* **Instructions to follow**
Produce a copy of every line in the records that holds the string "Target".

* **Provided entries**
- - - -

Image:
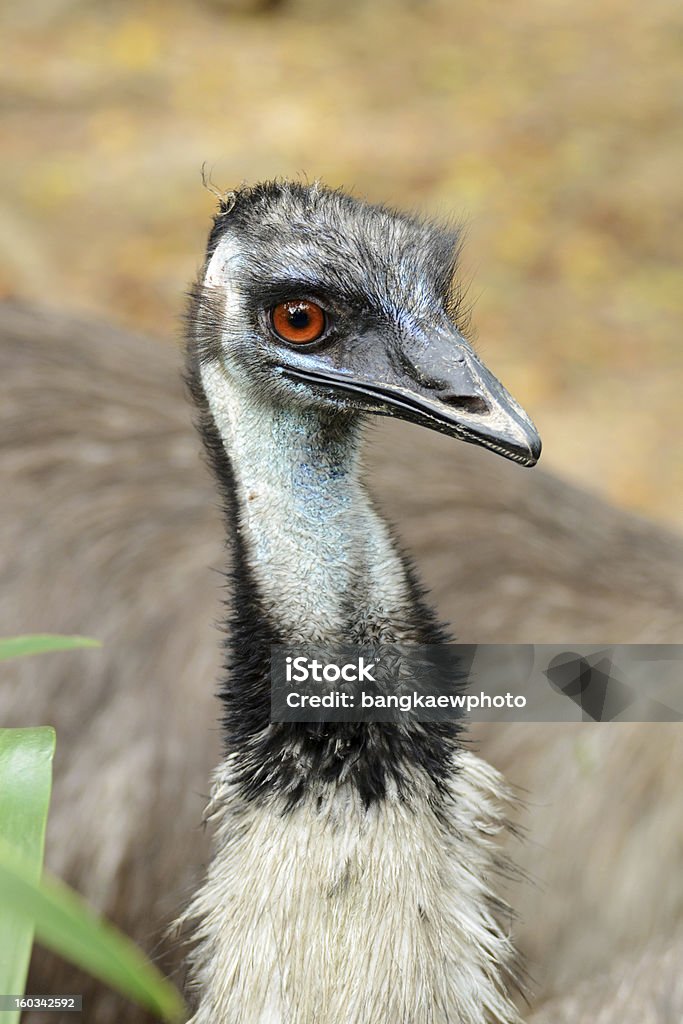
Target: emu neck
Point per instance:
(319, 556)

- - - -

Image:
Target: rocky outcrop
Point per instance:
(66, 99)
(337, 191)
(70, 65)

- - - -

* **Worked solution**
Target: emu neck
Target: rocky outcrop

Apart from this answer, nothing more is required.